> **PROBLEMS TO SOLVE**:
1 - Before the YouTube music article and the entries below, please set down the part of the article between "It would also" and "the latter’s traffic.", inclusive, word for word.
2 - Using the YouTube music article below, mark each statement yes or no according to whether it agrees with the article, and quote the words that decide it. (a) The new service would take tracks straight from labels instead of relying partly on user uploads. (b) Vevo is owned by Universal and Warner. (c) A company spokesman confirmed a launch before the end of the year.

By | Published on Thursday 24 October 2013

YouTube

YouTube is plotting a premium on-demand music service, according to various sources.

The Google-owned video site is, of course, arguably already the world’s biggest streaming music platform, even if it’s not officially billed as such. But it’s thought that the new service, although delivered within the YouTube framework, will be designed to accommodate audio-only content, albeit with some sort of photo-based visual display, and would take tracks direct from labels, rather than relying in part on user-uploads.

The new service would also offer both freemium and premium options, the former relying on YouTube’s existing advertisers to pay royalties to rights owners, the latter being the video site’s first major move into the subscription domain, beyond the small number of YouTube partners already dabbling with pay-to-view. Aside from ad-free music, it is thought the premium version would offer more mobile functionality, pretty much in line with the other on-demand streaming services that charge extra for offline mobile listening etc.

Given how many people, especially younger consumers, already see YouTube as their primary online destination for on-demand music, there is a logic to the site more formally moving into this territory, though whether it can persuade that audience – likely attracted in no small part by the fact YouTube content is free – to sign-up for a premium option remains to be seen.

A YouTube streaming platform would, of course, compete with Google’s existing streaming service that operates under the web giant’s Play brand, and could quickly supersede it. Given YouTube’s usual autonomy from the rest of Google, it’s not clear how much joined up thinking there is between YouTube Music and Google Play, though Billboard suggests that the licensing deals done with the majors for the latter included provisions for the former.

It would also put YouTube more readily in competition with Vevo, the Universal/Sony owned music video service which reaches a sizable chunk of its audience via the Google video plaform, and which increasingly brings the official label content to the YouTube site.

While the new service would be more audio based, of course, there is evidence some music fans already use YouTube/Vevo more as an audio than video platform, and if YouTube search started pushing people looking for specific artists more to its own streaming platform than Vevo content, well that could possibly have an impact on the latter’s traffic.

Although insiders are pointing to a launch of the new YouTube service before the year is out, a spokesman for the company told Billboard: “We’re always working on new and better ways for people to enjoy YouTube content across all screens, and on giving partners more opportunities to reach their fans, however we have nothing to announce at this time”.

> **STORED ROWS**:
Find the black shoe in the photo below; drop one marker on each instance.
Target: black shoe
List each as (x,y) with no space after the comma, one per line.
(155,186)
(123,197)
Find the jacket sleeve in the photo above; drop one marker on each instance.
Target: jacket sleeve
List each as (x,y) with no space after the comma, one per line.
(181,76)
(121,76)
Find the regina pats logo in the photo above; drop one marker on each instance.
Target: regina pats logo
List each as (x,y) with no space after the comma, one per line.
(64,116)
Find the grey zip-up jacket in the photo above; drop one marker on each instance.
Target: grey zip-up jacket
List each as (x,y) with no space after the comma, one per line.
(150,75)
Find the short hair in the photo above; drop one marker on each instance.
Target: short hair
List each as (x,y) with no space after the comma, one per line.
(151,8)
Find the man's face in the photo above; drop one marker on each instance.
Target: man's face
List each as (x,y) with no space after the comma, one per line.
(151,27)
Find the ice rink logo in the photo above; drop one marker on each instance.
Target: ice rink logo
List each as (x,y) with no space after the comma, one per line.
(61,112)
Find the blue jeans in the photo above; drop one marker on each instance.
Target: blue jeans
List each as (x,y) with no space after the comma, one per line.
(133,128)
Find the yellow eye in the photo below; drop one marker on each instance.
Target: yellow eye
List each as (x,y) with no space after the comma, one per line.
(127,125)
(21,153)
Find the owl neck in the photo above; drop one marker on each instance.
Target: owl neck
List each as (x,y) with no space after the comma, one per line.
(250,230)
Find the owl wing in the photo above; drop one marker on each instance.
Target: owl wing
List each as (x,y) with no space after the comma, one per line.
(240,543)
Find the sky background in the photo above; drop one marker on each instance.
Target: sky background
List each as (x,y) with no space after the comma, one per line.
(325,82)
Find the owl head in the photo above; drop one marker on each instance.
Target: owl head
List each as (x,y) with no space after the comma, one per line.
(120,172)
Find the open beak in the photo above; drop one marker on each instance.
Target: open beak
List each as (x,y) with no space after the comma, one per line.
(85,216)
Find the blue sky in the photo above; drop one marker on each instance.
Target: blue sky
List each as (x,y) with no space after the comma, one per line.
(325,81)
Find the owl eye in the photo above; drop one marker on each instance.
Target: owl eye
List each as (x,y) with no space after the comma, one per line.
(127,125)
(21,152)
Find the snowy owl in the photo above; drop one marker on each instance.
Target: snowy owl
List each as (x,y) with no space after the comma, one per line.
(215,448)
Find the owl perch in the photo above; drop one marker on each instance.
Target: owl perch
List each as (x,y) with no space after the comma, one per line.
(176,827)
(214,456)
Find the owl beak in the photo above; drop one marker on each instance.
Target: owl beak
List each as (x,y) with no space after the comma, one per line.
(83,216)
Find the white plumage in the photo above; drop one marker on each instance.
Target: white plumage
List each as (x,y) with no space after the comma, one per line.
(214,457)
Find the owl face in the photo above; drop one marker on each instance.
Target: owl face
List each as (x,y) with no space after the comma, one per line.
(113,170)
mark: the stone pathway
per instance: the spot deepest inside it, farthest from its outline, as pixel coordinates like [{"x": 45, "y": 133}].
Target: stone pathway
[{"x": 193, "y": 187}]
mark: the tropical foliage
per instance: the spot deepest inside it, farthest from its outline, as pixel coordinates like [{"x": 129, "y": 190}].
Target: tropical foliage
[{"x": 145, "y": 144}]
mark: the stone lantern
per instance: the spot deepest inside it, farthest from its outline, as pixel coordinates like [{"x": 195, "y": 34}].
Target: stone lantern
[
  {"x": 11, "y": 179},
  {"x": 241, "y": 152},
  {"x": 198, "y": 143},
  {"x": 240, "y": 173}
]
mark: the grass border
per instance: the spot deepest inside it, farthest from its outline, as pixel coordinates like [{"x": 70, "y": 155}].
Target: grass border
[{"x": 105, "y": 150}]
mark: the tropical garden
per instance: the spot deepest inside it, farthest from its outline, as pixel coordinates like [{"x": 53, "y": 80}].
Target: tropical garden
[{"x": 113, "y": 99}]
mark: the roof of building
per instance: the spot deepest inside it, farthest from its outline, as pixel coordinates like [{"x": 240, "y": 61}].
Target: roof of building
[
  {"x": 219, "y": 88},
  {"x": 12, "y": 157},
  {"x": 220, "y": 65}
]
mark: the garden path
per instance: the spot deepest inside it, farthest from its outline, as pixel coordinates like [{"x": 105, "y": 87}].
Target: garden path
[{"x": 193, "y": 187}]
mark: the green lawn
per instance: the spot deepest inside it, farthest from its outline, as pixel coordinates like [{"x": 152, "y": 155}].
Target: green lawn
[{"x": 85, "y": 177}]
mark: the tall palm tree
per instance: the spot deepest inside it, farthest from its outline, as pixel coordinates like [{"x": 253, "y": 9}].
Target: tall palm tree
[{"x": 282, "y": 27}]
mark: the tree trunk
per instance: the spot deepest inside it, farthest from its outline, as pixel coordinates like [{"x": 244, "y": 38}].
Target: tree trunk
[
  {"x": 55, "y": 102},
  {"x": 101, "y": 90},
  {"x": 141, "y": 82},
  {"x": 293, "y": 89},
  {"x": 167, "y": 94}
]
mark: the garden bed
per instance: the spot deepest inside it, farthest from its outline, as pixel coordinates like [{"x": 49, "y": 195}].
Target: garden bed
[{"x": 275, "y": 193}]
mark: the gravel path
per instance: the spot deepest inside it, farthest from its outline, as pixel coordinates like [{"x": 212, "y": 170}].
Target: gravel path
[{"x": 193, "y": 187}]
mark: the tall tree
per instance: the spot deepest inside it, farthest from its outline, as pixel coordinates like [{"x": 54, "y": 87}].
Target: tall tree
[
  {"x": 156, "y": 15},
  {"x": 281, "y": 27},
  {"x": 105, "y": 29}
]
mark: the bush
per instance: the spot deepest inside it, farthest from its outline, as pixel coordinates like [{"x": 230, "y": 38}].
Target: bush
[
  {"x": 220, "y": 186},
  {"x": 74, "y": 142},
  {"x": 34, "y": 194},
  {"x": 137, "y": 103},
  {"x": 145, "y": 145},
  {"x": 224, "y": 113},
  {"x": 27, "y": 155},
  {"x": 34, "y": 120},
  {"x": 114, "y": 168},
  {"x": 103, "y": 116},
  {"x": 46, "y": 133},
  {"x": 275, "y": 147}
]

> **IN RESPONSE**:
1 -
It would also put YouTube more readily in competition with Vevo, the Universal/Sony owned music video service which reaches a sizable chunk of its audience via the Google video plaform, and which increasingly brings the official label content to the YouTube site.

While the new service would be more audio based, of course, there is evidence some music fans already use YouTube/Vevo more as an audio than video platform, and if YouTube search started pushing people looking for specific artists more to its own streaming platform than Vevo content, well that could possibly have an impact on the latter’s traffic.

2 -
(a) Yes: "would take tracks direct from labels, rather than relying in part on user-uploads."
(b) No: "the Universal/Sony owned music video service"
(c) No: "however we have nothing to announce at this time"